◆ **Task details**: In the listing below, find each line containing "above" and report it.

◆ **Entries provided**:
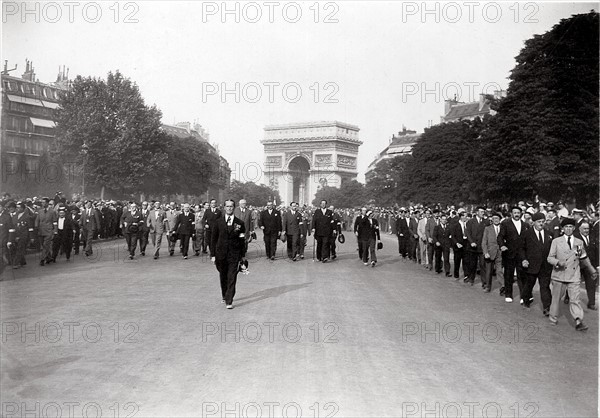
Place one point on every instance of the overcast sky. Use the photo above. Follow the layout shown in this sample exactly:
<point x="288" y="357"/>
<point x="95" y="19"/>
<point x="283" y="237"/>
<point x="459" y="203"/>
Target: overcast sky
<point x="377" y="65"/>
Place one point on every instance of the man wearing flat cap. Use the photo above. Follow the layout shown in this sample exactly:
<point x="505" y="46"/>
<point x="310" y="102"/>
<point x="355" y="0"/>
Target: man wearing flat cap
<point x="7" y="233"/>
<point x="567" y="255"/>
<point x="46" y="225"/>
<point x="534" y="254"/>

◆ **Response**:
Place one point on every instance of the overcast sky. Use the photo above. Follow the layout shown in this sample exactly:
Place one point on every instance of the man wearing flat cap. Use the photo above. Follow the layout shown in this sample exactly:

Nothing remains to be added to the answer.